Records excerpted from a collection
┄┄┄┄┄┄┄┄┄┄┄┄┄┄┄┄┄┄┄┄
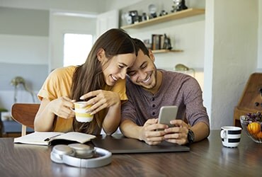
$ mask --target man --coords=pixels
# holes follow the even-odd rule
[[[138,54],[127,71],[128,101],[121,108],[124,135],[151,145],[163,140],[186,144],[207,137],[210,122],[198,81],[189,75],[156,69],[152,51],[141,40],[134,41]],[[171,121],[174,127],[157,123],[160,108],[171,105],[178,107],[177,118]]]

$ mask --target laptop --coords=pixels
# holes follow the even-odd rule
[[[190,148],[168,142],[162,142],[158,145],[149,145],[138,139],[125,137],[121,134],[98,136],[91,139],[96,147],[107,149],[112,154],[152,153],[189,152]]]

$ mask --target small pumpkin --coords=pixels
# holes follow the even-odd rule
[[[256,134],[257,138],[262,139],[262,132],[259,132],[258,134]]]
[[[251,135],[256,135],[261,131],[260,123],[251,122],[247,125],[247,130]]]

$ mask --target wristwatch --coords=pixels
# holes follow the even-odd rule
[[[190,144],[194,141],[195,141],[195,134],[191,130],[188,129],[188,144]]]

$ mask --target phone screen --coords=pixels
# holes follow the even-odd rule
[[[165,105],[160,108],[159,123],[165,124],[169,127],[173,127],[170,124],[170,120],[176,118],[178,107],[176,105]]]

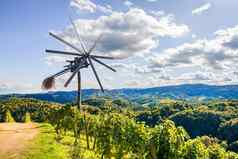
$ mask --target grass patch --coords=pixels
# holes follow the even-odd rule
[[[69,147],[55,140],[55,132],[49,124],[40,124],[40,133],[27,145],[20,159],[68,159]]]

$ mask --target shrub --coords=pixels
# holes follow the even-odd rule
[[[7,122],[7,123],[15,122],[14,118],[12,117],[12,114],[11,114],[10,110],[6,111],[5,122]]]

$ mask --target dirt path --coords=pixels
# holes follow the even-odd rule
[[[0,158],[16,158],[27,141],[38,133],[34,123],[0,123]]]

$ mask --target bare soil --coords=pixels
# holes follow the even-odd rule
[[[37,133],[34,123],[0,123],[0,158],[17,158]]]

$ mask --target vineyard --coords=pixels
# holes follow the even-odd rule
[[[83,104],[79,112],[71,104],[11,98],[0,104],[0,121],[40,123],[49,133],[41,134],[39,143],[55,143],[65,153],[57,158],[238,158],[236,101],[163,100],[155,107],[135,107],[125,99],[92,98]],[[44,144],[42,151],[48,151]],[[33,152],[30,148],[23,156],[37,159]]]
┄┄┄┄┄┄┄┄┄┄┄┄┄┄┄┄┄┄┄┄
PROBLEM REQUIREMENTS
Reproduce the records starting at the line containing "--target shrub --coords=pixels" and ending at the close of the records, swapping "vineyard" for "orchard" and leaving all else unchanged.

SOLVED EXERCISE
$ mask --target shrub --coords=pixels
# holes follow the even-odd rule
[[[7,122],[7,123],[15,122],[14,118],[12,117],[12,114],[11,114],[10,110],[6,111],[5,122]]]

$ mask --target dirt path --coords=pixels
# holes follow the even-odd rule
[[[0,158],[16,158],[27,141],[38,133],[34,123],[0,123]]]

$ mask --target bare soil --coords=pixels
# holes follow the even-odd rule
[[[37,133],[34,123],[0,123],[0,158],[17,158]]]

$ mask --target orchard --coords=pixels
# holes follow the even-odd rule
[[[83,104],[79,112],[71,104],[11,98],[0,104],[0,121],[40,123],[49,133],[41,134],[39,143],[55,143],[65,153],[57,158],[238,158],[236,101],[163,100],[155,107],[135,107],[125,99],[92,98]],[[44,144],[42,151],[48,151]],[[33,152],[30,148],[23,156],[37,159]]]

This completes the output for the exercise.